Stated exercise: Repeat the material in full. Keep every line exactly as it is.

※

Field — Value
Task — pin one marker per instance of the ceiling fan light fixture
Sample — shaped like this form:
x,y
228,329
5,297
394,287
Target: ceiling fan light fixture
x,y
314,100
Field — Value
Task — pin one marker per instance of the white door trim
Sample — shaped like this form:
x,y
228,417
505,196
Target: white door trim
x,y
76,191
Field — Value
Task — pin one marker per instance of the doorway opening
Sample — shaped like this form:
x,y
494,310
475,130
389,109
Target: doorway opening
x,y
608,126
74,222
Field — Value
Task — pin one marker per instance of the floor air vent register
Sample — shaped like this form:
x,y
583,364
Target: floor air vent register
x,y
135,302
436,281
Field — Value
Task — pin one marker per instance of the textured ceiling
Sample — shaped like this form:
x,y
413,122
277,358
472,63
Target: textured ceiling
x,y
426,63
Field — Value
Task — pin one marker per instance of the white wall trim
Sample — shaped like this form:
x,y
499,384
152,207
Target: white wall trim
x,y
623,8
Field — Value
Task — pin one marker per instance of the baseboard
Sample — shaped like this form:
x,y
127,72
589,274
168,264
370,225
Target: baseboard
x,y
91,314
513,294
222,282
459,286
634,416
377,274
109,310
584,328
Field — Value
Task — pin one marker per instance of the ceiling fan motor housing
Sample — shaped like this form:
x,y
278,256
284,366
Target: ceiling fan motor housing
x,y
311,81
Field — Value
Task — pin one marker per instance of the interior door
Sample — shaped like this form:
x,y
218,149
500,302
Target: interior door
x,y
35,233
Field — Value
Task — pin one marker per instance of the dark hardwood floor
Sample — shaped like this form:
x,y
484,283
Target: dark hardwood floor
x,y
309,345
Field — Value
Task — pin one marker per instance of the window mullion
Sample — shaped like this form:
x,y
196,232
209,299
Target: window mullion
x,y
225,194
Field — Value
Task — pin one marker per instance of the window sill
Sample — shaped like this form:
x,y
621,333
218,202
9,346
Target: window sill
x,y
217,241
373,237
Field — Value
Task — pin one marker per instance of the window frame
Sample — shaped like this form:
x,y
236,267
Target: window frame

※

Reply:
Field — Value
Task — pin one marker per instance of the ceiling fan light fixture
Sample — shaped like this form:
x,y
228,329
5,297
394,287
Target: ceiling fan light fixture
x,y
314,100
Field — Value
Task — pin one marker per instance of the white door trim
Sample — shaped like this form:
x,y
228,417
505,196
Target: white door trim
x,y
76,191
Field — Value
Task — pin one marker per instance of the doorway opening
Sample — shaped like this form:
x,y
494,310
475,130
389,109
Target: doorway opening
x,y
608,126
74,222
Field — Value
Task — pin one marker per instance of the floor air vent register
Sample — shaped like this form:
x,y
583,364
Target: floor air vent register
x,y
135,302
436,281
Field — Value
Task — pin one marker per instance of the textured ceiling
Sample — shaped like this form:
x,y
413,122
277,358
472,63
Target: textured ceiling
x,y
426,63
Field — Value
Task — pin one marker per instance of the white wall trim
Sample — shaped like this form:
x,y
499,384
152,207
Target: white wall trim
x,y
623,8
Field — Value
Task — pin one marker per instance of the baseboard
Sample — shaped like this form:
x,y
127,72
589,274
168,264
370,225
Target: baseboard
x,y
91,314
513,294
222,282
459,286
634,416
377,274
109,310
584,328
Field — Value
Task — pin one marker per instance of the ceiling fan motor housing
Sample — shaped like this form:
x,y
278,256
284,366
Target: ceiling fan motor housing
x,y
311,81
Field — Value
Task — pin one marker per instance of the interior door
Sample — shaped like this form:
x,y
218,149
500,302
Target: interior door
x,y
35,233
Field — Value
Task — pin one marker per instance of the dark hardwood floor
Sample — shaped like this form:
x,y
484,283
Target: dark hardwood floor
x,y
309,345
Field — Value
Task — pin one marker per instance of the window mullion
Sample — shaped like this form:
x,y
196,232
209,299
Target: window mullion
x,y
225,194
Field — Value
Task — pin one marker per instance of the window sill
Sample — shaped like this form:
x,y
621,333
218,202
9,346
Target: window sill
x,y
217,241
373,237
Field — Value
Task — pin one marker per instance of the window frame
Sample — shaped like this form:
x,y
236,267
Target: window frame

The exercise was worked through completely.